─── Text excerpt

Overthinking – a condition exclusively found in the human species

So, what’s overthinking? The term describes excessive analysis that hinders effective decision-making. As you will have guessed, it’s a condition exclusively found in the human species. Causes are…

  • Perfectionism (“I have to find the best toy ever.”)

  • Fear of failure (“What if there’s a better rated, more dog-friendly, enduring, environmentally friendly, and cheaper option?”), and/or

  • Information overload (“So many toys to choose from...”)

Like my furless friend. In her attempt to buy the perfect toy, she had became trapped in cycles of evaluating options. Trying to process too much information produced cognitive overload: feelings of stress and anxiety, with notable adverse impact on her working memory and decision-making capacity. Simply put: Her big brain kept generating "what-if" scenarios until her thoughts were more tangled than my leash after chasing a squirrel.

Dogs are natural decision makers

As superior species, us dogs are strangers to such dilemmas. We use what Gary Klein calls “Natural Decision Making”. Klein is a psychologist who spent nearly 50 years researching how experts make decisions. Whilst his work focused on humans operating in high-stakes, time-pressured contexts (like firefighting or the military), the way he found these experts make decisions is pretty similar to us making decisions all the time.

According to Klein and his colleagues, experts make fast, recognition primed decisions. This is how it works:

  • Pattern repertoire building: Through repeated exposure to similar situations, experts build a mental library of patterns, or “situation prototypes”.

  • Experience-driven pattern recognition: When deciding the appropriate course of action in a given situation, experts don’t consider all details. Instead, they focus on a few cues only to identify a pattern. This helps them to quickly match current circumstances to past experiences, even if context or single aspects differ.

  • Mental simulation: They then choose a response option they used in their experience (whatever comes to mind first), and mentally simulate if the same approach would work in the current situation.

  • Application of the 1st workable response option: If it does, they apply it. If there’s shortcomings, they modify the approach and apply it. Only if an option cannot be easily modified, they would think of another option and repeat the above process.

Fun fact: When asked about their decision-making process, many of these folks would claim it was “intuition”.

Let’s compare this to how a smart dog would take decisions. I’ll use a personal example.

As expert under-the-table observer, I have encountered countless opportunities to savor an additional meal. Just yesterday, one of my human co-habitants left a cheese sandwich unattended on the dining table.

  • I immediately knew what to do. On past occasions, I have climbed onto a chair to access the table top and enjoy a lunch with a view.

  • Within split seconds, I assessed if the approach would work in the given situation. It needed minor modifications, because the two-legged housemate might soon return from the kitchen.

  • I climbed the chair to reach the table top with my front paws, then kicked down the plate with the sandwich. Plates fall off tables, even without canine intervention! And given that humans detest licking cheese from the floor, me eating the sandwich was now being helpful.

No comparing of different options, no overthinking, but fast action and reliance on past experience.

──────

• _Given task_: Write out the passage of the overthinking text between "Fun fact: When" and "with a view.", inclusive. The items after this text are separate material with no connection to it.

─── Raw data

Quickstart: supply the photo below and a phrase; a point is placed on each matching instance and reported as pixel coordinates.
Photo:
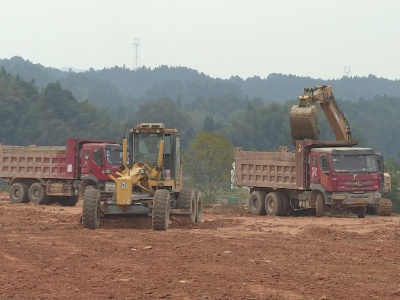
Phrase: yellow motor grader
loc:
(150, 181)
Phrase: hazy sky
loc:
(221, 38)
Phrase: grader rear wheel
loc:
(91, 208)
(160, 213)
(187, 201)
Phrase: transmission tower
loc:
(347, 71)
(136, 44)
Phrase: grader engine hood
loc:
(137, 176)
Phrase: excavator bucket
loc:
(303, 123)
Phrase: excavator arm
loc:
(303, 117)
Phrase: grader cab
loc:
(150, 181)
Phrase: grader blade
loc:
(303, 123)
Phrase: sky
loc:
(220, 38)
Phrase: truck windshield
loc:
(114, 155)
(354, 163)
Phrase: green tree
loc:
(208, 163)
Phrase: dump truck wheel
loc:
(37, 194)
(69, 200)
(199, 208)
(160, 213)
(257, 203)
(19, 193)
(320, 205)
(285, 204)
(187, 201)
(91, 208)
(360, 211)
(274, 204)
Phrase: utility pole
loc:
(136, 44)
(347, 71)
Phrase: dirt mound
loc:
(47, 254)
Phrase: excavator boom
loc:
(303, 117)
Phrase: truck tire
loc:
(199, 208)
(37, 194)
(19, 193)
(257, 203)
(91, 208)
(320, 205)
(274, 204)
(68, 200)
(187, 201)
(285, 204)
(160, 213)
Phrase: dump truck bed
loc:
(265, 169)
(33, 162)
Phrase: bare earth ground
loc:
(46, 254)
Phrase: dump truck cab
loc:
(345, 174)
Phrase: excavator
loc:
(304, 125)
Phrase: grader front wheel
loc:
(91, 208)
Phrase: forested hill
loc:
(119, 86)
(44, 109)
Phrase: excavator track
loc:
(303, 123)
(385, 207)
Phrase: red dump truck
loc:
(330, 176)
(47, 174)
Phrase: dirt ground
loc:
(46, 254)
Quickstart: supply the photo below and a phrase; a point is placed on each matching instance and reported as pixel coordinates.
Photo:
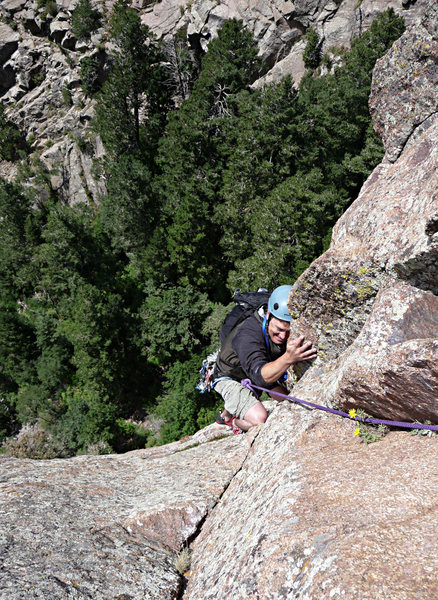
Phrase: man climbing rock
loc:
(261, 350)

──────

• _Answer for the task_:
Fun fact: When asked about their decision-making process, many of these folks would claim it was “intuition”.

Let’s compare this to how a smart dog would take decisions. I’ll use a personal example.

As expert under-the-table observer, I have encountered countless opportunities to savor an additional meal. Just yesterday, one of my human co-habitants left a cheese sandwich unattended on the dining table.

  • I immediately knew what to do. On past occasions, I have climbed onto a chair to access the table top and enjoy a lunch with a view.